> Instruction
Reproduce exactly the lines from the one containing "Can you see the rooftop" through the last line of the data, both ends included.

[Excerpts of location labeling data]
*-*-*

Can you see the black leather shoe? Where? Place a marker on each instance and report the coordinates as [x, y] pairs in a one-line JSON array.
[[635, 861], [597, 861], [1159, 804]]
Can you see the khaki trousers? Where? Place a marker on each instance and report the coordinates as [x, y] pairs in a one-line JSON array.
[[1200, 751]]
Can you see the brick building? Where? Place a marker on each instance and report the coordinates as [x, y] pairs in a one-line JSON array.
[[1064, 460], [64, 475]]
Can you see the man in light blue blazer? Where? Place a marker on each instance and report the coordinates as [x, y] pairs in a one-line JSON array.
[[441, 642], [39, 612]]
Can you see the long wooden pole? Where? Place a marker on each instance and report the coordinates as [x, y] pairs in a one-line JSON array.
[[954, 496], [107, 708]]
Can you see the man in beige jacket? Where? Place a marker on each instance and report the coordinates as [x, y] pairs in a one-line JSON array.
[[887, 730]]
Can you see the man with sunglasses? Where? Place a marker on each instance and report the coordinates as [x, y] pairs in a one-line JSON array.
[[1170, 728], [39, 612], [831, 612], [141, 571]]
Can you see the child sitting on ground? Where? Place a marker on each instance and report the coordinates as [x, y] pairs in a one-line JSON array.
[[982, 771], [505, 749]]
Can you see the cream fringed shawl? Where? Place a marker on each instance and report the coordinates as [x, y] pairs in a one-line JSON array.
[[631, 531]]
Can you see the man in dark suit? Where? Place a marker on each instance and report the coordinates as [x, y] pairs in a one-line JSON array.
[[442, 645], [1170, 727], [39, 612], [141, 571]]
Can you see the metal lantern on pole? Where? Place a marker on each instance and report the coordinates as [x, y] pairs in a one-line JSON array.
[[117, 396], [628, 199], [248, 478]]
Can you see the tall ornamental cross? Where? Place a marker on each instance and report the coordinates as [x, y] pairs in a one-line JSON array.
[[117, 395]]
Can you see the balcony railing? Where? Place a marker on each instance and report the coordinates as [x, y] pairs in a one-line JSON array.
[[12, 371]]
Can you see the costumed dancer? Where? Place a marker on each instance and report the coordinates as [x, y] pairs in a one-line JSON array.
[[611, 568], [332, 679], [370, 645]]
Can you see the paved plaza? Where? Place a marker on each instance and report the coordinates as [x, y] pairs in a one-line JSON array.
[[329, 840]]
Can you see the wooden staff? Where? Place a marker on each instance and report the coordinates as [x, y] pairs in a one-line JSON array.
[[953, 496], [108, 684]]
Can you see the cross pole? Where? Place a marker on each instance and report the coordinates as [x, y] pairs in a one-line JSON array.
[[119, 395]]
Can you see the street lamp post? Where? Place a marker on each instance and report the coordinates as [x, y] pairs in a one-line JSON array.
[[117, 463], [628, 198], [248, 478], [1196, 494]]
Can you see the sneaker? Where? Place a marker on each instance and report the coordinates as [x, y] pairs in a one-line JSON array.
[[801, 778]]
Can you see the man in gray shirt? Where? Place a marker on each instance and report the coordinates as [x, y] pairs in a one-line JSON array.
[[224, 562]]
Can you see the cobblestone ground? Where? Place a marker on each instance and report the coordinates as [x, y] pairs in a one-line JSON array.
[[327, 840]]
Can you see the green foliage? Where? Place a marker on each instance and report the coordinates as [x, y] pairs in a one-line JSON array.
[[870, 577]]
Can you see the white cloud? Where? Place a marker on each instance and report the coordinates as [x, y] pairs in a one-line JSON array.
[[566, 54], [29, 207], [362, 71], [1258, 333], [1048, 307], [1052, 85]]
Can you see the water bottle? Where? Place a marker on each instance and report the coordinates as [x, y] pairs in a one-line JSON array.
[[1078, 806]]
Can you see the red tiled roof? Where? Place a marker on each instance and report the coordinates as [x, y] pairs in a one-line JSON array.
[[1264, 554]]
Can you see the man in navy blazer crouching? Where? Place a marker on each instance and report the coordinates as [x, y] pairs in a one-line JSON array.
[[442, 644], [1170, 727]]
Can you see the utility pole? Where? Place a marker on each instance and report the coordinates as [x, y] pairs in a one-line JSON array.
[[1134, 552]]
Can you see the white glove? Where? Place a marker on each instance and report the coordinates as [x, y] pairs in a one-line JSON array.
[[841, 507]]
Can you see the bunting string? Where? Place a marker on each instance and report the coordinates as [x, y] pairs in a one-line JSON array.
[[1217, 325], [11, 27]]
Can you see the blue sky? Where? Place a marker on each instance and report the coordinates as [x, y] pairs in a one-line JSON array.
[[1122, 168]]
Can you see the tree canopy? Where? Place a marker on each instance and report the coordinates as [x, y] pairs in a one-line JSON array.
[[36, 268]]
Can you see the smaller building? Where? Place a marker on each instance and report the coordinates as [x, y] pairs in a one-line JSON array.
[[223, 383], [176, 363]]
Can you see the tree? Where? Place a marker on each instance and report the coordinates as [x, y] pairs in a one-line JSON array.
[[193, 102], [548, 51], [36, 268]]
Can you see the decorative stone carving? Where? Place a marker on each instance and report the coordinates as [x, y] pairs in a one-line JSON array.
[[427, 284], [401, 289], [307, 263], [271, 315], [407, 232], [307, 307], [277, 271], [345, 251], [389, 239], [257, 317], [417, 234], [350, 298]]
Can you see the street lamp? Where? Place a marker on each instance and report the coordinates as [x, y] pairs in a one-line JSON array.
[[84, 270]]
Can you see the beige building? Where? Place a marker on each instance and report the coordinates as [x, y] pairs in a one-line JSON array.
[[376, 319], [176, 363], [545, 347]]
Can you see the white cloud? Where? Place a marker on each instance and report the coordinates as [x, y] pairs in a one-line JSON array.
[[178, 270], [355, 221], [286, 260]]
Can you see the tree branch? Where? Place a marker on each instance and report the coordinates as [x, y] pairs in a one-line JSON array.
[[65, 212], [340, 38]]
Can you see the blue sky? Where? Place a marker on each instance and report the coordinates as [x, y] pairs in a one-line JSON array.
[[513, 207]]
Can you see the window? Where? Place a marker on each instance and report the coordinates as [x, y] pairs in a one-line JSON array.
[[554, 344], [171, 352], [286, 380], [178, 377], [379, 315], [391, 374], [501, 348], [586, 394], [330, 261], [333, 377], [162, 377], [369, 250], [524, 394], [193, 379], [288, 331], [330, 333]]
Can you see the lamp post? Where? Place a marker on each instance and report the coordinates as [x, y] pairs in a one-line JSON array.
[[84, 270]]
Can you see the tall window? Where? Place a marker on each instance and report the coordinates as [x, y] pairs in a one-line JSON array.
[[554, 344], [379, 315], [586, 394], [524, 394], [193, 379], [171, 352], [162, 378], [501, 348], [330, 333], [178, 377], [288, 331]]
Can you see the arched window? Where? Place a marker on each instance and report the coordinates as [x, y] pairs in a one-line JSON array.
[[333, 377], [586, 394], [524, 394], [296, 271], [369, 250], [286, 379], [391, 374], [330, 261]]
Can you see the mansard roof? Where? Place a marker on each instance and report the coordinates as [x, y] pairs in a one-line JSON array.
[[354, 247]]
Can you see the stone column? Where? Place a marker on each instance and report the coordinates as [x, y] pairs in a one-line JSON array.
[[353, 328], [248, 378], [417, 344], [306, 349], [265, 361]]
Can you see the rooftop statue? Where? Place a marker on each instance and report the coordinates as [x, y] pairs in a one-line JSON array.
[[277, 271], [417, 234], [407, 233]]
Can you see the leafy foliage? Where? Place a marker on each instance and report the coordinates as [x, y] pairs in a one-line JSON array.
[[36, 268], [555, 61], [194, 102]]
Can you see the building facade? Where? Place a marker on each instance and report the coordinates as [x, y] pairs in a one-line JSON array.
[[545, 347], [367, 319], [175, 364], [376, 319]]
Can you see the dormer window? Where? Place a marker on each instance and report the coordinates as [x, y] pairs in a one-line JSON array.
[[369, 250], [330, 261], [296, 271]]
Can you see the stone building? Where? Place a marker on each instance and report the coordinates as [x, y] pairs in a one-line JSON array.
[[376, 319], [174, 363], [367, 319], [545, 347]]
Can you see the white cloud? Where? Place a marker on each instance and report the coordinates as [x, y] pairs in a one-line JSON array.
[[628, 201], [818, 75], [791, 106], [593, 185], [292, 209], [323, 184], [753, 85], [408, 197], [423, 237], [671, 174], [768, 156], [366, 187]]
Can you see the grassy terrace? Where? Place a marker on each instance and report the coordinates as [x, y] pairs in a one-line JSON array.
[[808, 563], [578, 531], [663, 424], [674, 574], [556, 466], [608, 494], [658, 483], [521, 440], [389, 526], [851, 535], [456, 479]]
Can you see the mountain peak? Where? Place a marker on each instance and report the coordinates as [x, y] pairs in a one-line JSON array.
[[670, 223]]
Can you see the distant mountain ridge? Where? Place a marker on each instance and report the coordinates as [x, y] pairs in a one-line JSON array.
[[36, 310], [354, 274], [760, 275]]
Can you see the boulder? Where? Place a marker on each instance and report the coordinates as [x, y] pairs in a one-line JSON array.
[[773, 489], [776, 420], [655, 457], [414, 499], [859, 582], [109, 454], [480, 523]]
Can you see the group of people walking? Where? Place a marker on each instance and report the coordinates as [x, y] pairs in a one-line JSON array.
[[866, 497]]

*-*-*

> Final result
Can you see the rooftop statue? Where? Place a marker on each instance and report the coordinates as [x, y] pairs in a one-line JSON array.
[[277, 271], [417, 234], [407, 233]]
Can you see the leafy foliage? Where? Place a marker on each instance and report the coordinates as [x, y] pairs in a one-line JSON array.
[[36, 268], [555, 61], [194, 102]]
Can you see the building facade? Where? Place a marker on each instance and report the coordinates as [x, y] pairs in a one-line JSON array.
[[545, 347], [367, 319], [175, 364], [376, 319]]
Can you see the dormer window? Where? Place a marker on each instance and report the coordinates as [x, y] pairs in a one-line JSON array.
[[369, 250], [330, 261], [296, 271]]
Can you see the stone building? Where? Place a marker on each instance and report the coordinates as [x, y] pairs in a one-line JSON array.
[[376, 319], [174, 363], [367, 319], [545, 347]]
Can you see the white cloud? Where? Place a marker on each instance and report the coordinates as [x, y] pairs in a one-line JSON array.
[[628, 201], [818, 75], [791, 106], [593, 185], [292, 209], [323, 184], [753, 85], [408, 197], [423, 237], [671, 174], [768, 156], [366, 187]]
Can you see the grassy terrace? Where? Place a marker on each instance and report the coordinates as [x, y] pairs in a one-line JSON array.
[[808, 563], [578, 531], [663, 424], [674, 574], [556, 466], [608, 494], [658, 483], [521, 440], [389, 526], [851, 535], [456, 479]]
Can you see the mountain peak? Where? Place a marker on each instance and report the coordinates as [x, y] pairs in a one-line JSON array.
[[670, 223]]
Can you see the distant mountain ridge? Where? Place a marker on each instance and report the coordinates as [x, y] pairs in a one-line JSON array.
[[36, 310], [354, 274], [760, 275]]
Can you see the boulder? Where? Place a marker on each instance and report the coordinates as [x, y] pairs in a one-line JSON array.
[[773, 489], [776, 420], [655, 457], [414, 499], [859, 582], [109, 454], [480, 523]]
Can you see the group of people walking? Where? Place a marker on each instance and report the coordinates as [x, y] pairs in a one-line JSON array.
[[866, 497]]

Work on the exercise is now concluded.